▶ **DIRECTIONS**
a) According to the article on IIT Hyderabad, what purpose do the separations in the campus layout serve? Answer in one to three sentences.
b) List every line of the records that contains the string "truck". Case counts.

Indian Institute of Technology, Hyderabad (abbreviated IIT Hyderabad or IITH) is a public technical research university located in Sangareddy district in the Indian state of Telangana. As with all Indian Institutes of Technology (IITs), IIT Hyderabad is an Institute of National Importance.

IITH was founded in 2008, among the eight young Indian Institutes of Technology. It has a total of 3,903 students (1,553 Undergraduate, 1,221 Masters and 1,129 PhD students) with 255 full-time faculty members as of 15 Jan 2022.

History

IIT Hyderabad was established by the Ministry of Education, Government of India under the Institutes of Technology (Amendment) Act, 2011. The Act was passed in the Lok Sabha on 24 March 2011 and by the Rajya Sabha on 30 April 2012. It was set up in technical and financial assistance from Government of Japan.

IIT Hyderabad began functioning on 18 August 2008 from a temporary campus in Armoured Vehicles Nigam Limited, with Prof. U. B. Desai as the founding director.  In July 2015, it moved to its 576-acre permanent campus at Kandi, Sangareddy. At present, Prof B S Murty is the Director of IIT Hyderabad. It is close to the outer ring road and located on NH-65.

Campus
The IITH campus is on a land area of 576 acres (234 ha). The academic building is designed by New Delhi-based ARCOP and hostel by Pune-based acclaimed American architect, Prof. Christopher Charles Benninger. This organic campus is divided into clusters of buildings being completed in phases starting in 2011. The campus is one of India's best examples of energy efficient, carbon neutral and sustainable architecture. The design grew out of local weather conditions and utmost care to enhance learning. The graduate and post-graduate programs are separated, student and teacher housing is divided, and girls and boys hostels are segregated for a pluralistic environment.

The 25 lakh square feet of buildings in Phase 1A; 3 academic blocks and 10 functioning hostel buildings (each with a capacity of 200) were completed in March 2019.

▶ **INPUT RECORDS**
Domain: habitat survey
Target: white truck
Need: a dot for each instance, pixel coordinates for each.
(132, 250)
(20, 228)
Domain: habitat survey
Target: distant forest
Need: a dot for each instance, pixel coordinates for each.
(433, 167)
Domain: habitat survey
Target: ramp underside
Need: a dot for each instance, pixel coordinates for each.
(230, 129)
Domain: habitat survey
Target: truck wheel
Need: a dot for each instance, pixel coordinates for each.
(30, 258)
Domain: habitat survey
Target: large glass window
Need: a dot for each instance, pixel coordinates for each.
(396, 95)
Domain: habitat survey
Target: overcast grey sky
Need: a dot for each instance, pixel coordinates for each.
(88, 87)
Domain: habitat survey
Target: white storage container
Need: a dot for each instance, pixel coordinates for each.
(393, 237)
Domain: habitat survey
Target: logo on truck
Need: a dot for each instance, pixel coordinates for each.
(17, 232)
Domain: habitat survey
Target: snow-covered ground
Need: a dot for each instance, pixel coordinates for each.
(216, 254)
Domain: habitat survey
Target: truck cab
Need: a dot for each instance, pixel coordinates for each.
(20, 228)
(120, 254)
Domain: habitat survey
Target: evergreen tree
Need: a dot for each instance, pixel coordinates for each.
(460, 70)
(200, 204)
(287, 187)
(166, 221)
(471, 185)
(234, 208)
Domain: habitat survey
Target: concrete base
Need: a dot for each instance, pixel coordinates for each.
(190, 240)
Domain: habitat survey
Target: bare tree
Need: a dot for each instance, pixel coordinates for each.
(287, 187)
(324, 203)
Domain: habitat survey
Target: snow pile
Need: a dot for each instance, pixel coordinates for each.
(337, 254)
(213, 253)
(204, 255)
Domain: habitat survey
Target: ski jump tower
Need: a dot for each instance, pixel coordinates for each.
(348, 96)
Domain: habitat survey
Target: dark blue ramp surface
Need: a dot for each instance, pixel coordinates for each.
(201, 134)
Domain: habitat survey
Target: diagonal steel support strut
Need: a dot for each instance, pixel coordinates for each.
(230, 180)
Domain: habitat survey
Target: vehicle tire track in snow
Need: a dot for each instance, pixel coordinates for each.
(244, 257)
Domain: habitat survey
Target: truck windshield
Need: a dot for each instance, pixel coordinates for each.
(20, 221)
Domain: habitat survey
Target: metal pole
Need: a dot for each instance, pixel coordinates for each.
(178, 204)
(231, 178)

▶ **OUTPUTS IN ORDER**
a) The article says the graduate and post-graduate programs are separated, student and teacher housing is divided, and girls' and boys' hostels are segregated. This is done to create a pluralistic environment.

b)
Target: white truck
Target: truck wheel
Target: logo on truck
Target: truck cab
Target: truck windshield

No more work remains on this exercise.